__GIVEN TASK__.
Copy the lines that follow, keeping every character the same.

__DATASET EXCERPTS__.

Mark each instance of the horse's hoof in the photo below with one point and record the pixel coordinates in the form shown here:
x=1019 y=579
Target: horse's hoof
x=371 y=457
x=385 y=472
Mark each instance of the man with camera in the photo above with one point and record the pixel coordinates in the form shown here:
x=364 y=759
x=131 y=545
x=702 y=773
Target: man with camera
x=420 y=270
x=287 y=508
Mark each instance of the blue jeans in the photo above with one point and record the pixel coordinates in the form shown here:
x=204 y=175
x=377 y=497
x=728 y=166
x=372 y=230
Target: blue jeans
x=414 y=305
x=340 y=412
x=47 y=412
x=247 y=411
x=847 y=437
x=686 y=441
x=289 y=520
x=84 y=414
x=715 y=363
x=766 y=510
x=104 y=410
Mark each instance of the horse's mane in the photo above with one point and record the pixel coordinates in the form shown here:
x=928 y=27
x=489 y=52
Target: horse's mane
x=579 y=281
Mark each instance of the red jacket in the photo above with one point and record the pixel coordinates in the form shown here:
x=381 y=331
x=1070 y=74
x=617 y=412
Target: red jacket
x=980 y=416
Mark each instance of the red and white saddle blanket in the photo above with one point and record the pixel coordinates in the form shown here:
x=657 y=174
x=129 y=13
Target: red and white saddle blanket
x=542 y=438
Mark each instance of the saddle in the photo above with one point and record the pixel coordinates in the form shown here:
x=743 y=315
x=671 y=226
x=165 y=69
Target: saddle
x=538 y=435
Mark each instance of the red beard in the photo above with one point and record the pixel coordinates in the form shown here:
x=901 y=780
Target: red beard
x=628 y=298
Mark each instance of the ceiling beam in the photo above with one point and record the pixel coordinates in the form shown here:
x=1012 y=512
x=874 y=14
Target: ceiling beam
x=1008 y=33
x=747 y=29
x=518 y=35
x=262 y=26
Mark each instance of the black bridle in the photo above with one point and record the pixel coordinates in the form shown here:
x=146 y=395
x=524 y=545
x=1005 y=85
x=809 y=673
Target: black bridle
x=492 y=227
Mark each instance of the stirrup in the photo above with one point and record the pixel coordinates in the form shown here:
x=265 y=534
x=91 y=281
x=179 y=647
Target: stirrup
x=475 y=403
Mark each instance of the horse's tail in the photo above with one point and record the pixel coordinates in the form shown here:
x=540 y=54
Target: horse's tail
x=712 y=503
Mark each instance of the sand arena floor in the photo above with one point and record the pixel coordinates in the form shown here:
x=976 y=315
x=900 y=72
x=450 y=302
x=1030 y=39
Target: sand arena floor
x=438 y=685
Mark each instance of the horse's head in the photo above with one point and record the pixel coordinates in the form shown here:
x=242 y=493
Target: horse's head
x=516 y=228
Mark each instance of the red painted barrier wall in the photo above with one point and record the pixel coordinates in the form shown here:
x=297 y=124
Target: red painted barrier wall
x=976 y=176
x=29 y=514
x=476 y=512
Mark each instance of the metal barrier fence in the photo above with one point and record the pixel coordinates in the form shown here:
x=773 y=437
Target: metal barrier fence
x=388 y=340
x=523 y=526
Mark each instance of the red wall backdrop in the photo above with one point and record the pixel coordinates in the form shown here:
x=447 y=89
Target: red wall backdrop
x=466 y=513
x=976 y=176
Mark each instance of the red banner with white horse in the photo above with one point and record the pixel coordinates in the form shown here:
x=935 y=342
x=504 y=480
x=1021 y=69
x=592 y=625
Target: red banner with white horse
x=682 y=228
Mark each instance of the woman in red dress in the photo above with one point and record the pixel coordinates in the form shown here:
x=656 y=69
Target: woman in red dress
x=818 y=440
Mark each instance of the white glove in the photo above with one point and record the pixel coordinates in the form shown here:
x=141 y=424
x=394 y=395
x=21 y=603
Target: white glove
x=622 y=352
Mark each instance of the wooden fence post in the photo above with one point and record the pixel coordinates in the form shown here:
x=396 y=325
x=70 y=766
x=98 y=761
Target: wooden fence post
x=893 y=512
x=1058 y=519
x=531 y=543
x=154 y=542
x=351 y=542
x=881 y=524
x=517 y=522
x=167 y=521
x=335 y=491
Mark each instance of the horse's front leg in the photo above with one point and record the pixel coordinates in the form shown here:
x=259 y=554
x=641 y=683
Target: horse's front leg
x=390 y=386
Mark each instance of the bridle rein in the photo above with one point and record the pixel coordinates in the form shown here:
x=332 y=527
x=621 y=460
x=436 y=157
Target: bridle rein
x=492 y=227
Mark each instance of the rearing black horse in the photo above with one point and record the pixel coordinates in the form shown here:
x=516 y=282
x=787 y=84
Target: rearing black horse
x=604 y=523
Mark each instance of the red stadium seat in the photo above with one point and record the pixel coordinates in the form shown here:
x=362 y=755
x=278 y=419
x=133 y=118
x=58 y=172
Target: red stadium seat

__COMPLETE OUTPUT__.
Mark each instance of the horse's hoof in the photo below with one point and record the pixel coordinates in the form shown here:
x=1019 y=579
Target: horse's hoof
x=371 y=457
x=385 y=472
Mark each instance of the man with camera in the photo above with one point and record the pixel coordinates in the form shown here:
x=364 y=759
x=131 y=545
x=702 y=773
Target: man with camera
x=420 y=270
x=287 y=508
Mark each instance of the blue jeans in the photo above with one point and record the pixel coordinates in the form shown here:
x=204 y=175
x=377 y=497
x=728 y=166
x=372 y=230
Target: blue jeans
x=414 y=305
x=340 y=412
x=47 y=412
x=247 y=411
x=847 y=437
x=686 y=441
x=289 y=520
x=84 y=414
x=715 y=363
x=766 y=510
x=104 y=410
Mark each instance of the horse's mane in the photo above with one point and record the pixel coordinates in the form shown here:
x=928 y=27
x=489 y=52
Target: horse's mane
x=579 y=281
Mark each instance of the red jacket in the photo above with one point and record the pixel coordinates in the form shown here:
x=381 y=331
x=1070 y=74
x=617 y=412
Target: red jacket
x=980 y=416
Mark each instance of the red and white saddle blanket in the photo above with one point and record the pixel coordinates in the form shown here:
x=657 y=174
x=129 y=13
Target: red and white saddle blanket
x=542 y=438
Mark each instance of the saddle in the photo above with one point and record the pixel coordinates in the form shown here:
x=743 y=315
x=671 y=226
x=165 y=69
Target: saddle
x=538 y=435
Mark each instance of the red beard in the photo above with one point and record the pixel coordinates in the form shown here:
x=901 y=780
Target: red beard
x=628 y=298
Mark each instance of the ceiling beam in the photo above with one point and record the pixel coordinates in the form shown here:
x=1012 y=512
x=874 y=14
Target: ceiling beam
x=1008 y=33
x=747 y=29
x=518 y=35
x=262 y=26
Mark each instance of the black bridle in the photo above with one point and record the pixel coordinates in the form shown here:
x=146 y=395
x=524 y=545
x=1005 y=85
x=809 y=673
Target: black bridle
x=492 y=227
Mark each instance of the stirrup in the photo above with one point and record the pixel coordinates in the form shown here:
x=265 y=534
x=91 y=281
x=179 y=647
Target: stirrup
x=475 y=403
Mark each instance of the horse's tail in the photo above with one point and record the pixel coordinates in the form shown here:
x=540 y=54
Target: horse's tail
x=712 y=503
Mark each instance of the sand arena floor in the photo above with one point and record the pixel coordinates in the form shown here:
x=976 y=315
x=900 y=72
x=450 y=302
x=1030 y=39
Target: sand arena floor
x=438 y=685
Mark each instance of the horse's head in the photo above with one point and record the pixel coordinates in the form shown here:
x=242 y=493
Target: horse's head
x=516 y=228
Mark each instance of the red painted barrier wall in the photo above with one point and record the pixel coordinates in the form shown here:
x=297 y=124
Target: red painted barrier wall
x=976 y=176
x=29 y=514
x=476 y=512
Mark each instance of the metal barrier fence in the photo above with one point and record the pixel coordinates in the form shown here:
x=773 y=437
Target: metal barrier fence
x=388 y=340
x=523 y=526
Mark each instance of the red wall backdrop in the photo above with one point and record the pixel coordinates in the form shown here:
x=447 y=89
Target: red wall backdrop
x=466 y=513
x=976 y=176
Mark each instance of the red banner with white horse in the photo above with one point and record the pixel coordinates in the form shown here:
x=935 y=342
x=504 y=480
x=1021 y=69
x=592 y=625
Target: red banner with white horse
x=682 y=228
Mark each instance of the woman in red dress in the photo above with one point and record the pixel coordinates in the form shown here:
x=656 y=69
Target: woman in red dress
x=818 y=440
Mark each instance of the white glove in the photo above with one point and record the pixel coordinates in the form shown here:
x=141 y=424
x=394 y=395
x=21 y=603
Target: white glove
x=622 y=352
Mark each instance of the wooden fence post in the photo above with one point and record the pixel coordinates in the form shown here:
x=396 y=325
x=70 y=766
x=98 y=761
Target: wooden fence post
x=893 y=512
x=1058 y=519
x=531 y=543
x=154 y=542
x=351 y=542
x=881 y=524
x=517 y=522
x=167 y=521
x=335 y=491
Mark each instance of the horse's front leg in the photo above with one point and record the pixel coordinates in the form shown here:
x=259 y=554
x=641 y=683
Target: horse's front leg
x=390 y=386
Mark each instance of the bridle rein in the photo above with one point and record the pixel coordinates in the form shown here:
x=332 y=527
x=621 y=460
x=436 y=157
Target: bridle rein
x=492 y=227
Mark each instance of the rearing black horse in the photo above with one point and record the pixel coordinates in the form shown here:
x=516 y=282
x=787 y=84
Target: rearing black horse
x=604 y=523
Mark each instance of the red stadium seat in the photo above with one point and record the pixel coordinates in the form shown here:
x=362 y=755
x=278 y=419
x=133 y=118
x=58 y=172
Target: red stadium seat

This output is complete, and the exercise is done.